Find the string "keypoint" in the records. Copy every line it appears in.

__ENTRIES SUPPLIED__.
........
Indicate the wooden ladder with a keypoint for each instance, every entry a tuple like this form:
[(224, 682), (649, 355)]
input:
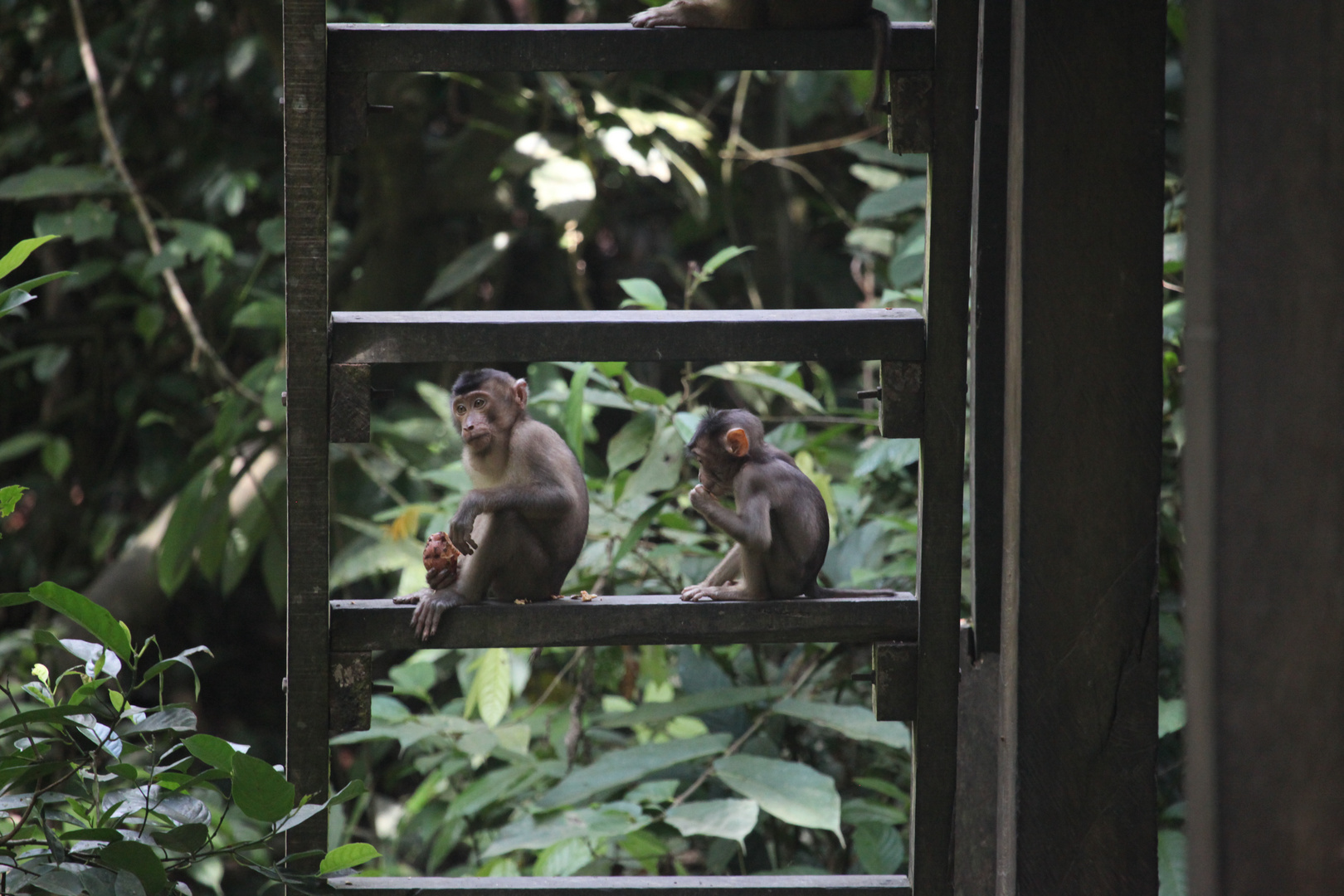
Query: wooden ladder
[(923, 395)]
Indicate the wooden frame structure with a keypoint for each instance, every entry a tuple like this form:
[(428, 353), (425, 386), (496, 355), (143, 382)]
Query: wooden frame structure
[(933, 90)]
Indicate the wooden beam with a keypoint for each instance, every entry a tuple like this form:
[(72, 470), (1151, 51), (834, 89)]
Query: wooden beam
[(305, 347), (626, 885), (616, 47), (381, 625), (942, 445), (1264, 466), (802, 334), (1082, 450)]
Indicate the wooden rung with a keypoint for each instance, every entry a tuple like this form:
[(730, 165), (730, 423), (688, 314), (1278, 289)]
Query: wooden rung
[(749, 885), (806, 334), (616, 47), (628, 620)]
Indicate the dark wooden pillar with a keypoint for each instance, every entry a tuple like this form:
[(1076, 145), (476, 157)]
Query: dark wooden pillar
[(305, 332), (1082, 448), (1264, 461), (977, 713)]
........
__ANSWER__.
Indicate the wooden ladder with a keypoint for each instance, every entry a tuple like this form:
Indicate the wooden frame structure with a keypoint for each instance, every entry a tuple like this form:
Indicate the wooden beam with a keypoint for each instance, every entry a tuple like this form:
Indicate the wooden rung with a keypoint for each instance, every entry a tuple like this form:
Indicate the dark wooden pillar with a keypoint for each instance, every entry a tuple like this form:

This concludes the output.